[begin INFORMATION GIVEN]

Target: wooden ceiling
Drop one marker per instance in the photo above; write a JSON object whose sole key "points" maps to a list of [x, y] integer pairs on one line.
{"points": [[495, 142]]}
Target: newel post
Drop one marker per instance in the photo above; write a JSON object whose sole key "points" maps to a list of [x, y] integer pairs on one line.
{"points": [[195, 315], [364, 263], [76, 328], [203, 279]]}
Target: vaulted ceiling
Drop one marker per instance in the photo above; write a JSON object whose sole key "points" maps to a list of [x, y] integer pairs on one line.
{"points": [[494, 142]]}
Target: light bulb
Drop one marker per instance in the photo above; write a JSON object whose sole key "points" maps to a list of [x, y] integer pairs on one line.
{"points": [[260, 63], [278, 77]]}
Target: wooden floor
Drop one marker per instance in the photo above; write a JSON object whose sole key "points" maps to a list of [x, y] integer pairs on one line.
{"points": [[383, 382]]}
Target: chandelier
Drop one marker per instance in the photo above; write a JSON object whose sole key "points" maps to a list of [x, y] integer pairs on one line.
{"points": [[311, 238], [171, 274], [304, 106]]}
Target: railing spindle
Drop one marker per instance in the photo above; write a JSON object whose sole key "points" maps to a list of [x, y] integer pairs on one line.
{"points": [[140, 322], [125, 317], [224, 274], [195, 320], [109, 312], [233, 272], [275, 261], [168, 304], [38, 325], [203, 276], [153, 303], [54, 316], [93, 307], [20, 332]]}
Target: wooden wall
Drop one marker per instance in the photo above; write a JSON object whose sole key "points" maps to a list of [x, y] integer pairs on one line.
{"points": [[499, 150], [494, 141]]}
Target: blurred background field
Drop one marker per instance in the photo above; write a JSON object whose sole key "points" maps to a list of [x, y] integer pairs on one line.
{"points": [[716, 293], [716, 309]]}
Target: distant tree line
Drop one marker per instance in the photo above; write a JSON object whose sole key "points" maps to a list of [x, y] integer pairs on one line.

[end INFORMATION GIVEN]

* WHAT TO DO
Turn the lines starting with the one containing "Target: distant tree line" and going on through the end of the data listing into a numbered list, leaving out any blank lines.

* CORRECT OUTPUT
1. Target: distant tree line
2. Drop one marker per instance in the photo above; write a JSON object whose sole key "points" maps to a list of [x, y] integer pairs on one line.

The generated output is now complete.